Prompt: Duplicate the items below verbatim, keeping every line unchanged.

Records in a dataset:
## begin
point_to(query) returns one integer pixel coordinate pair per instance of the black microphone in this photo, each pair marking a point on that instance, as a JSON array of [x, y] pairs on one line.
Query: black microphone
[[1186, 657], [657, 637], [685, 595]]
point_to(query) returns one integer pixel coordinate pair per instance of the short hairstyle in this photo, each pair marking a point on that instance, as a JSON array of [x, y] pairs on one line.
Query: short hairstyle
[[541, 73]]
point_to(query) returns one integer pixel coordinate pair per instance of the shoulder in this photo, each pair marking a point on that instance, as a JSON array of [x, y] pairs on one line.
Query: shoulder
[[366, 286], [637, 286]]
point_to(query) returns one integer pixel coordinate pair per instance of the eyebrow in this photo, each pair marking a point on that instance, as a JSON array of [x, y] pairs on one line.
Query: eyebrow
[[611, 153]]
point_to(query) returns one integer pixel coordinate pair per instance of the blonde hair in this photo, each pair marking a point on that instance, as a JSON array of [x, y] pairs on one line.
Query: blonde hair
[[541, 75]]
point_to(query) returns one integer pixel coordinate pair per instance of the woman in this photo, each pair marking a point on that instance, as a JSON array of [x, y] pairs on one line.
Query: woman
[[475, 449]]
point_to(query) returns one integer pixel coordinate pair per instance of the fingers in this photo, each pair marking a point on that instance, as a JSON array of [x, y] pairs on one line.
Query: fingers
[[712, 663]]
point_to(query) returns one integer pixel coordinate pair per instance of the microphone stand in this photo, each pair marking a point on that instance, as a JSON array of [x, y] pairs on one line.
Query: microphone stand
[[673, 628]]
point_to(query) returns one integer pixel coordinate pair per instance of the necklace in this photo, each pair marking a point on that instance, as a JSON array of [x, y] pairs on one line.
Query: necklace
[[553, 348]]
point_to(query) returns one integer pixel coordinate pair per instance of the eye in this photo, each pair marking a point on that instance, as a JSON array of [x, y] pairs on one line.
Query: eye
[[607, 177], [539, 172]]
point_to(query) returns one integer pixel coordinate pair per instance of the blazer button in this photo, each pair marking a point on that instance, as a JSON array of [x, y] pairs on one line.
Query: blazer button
## end
Response to this task:
point_to(query) returns one integer pixel coordinate pair per instance of the black microphone in this photo, each pair marking a point on that instance, as a JSON array of [x, y] pairs on one line.
Query: black microphone
[[1186, 657], [657, 637], [685, 595]]
point_to(query) returns one integer pixel coordinate pair per instance of the short hairstyle in this photo, each pair marking a point on that instance, as a JSON array of [x, y] pairs on one line.
Query: short hairstyle
[[541, 73]]
point_to(query) returns one integer pixel coordinate pair per instance of the shoulder in this photo, each pair marking a point on that instance, as a JSON array of [x, y] pairs on one line.
Query: shoulder
[[366, 286], [637, 286]]
point_to(query) returns one integer pixel coordinate pair per instance of the eyebrow in this photo, each pair marking a point on that instance, as a JSON array of [x, y] pairs on one line.
Query: eyebrow
[[611, 153]]
point_to(query) returns one integer pixel coordinate pair per instance of the blonde hair in this photo, each pair marking a point on that instance, as a JSON array of [x, y] pairs on one line.
Query: blonde hair
[[541, 75]]
point_to(query) returns one integer pixel coordinate pair per instance of the woman in this photo, each pair marking a point on that instance, as a JSON array of [x, y] pairs on one line.
Query: woman
[[475, 449]]
point_to(query) returns one integer pixel coordinate pair per instance of the fingers in this photo, each pair marking a point on that instance, as a JSON array of [x, y] pairs on one line.
Query: fingers
[[712, 663]]
point_to(query) returns one integer pixel coordinate pair per instance of the microphone stand in this photo, each pair marking a point on that instance, as a JSON array of [x, y] pairs on one line.
Query: microphone stand
[[673, 628]]
point_to(query) returns one integer pixel coordinate pair per instance of the necklace in this photo, each pair marking a point on that instance, as a JSON array of [x, y] pairs on one line.
Query: necklace
[[553, 348]]
point_to(query) returns one integer pixel coordinate pair per instance of the eye in this photo, each pair marking a point on that instance, as a JSON array of [x, y] pairs on one line.
Query: eye
[[607, 177], [539, 172]]
point_to(query) returns one integer pixel coordinate pair per instance of the blazer button in this photo, each pair marking a point on that instance, as a JSON array of [x, y] pairs on one line.
Query: blazer button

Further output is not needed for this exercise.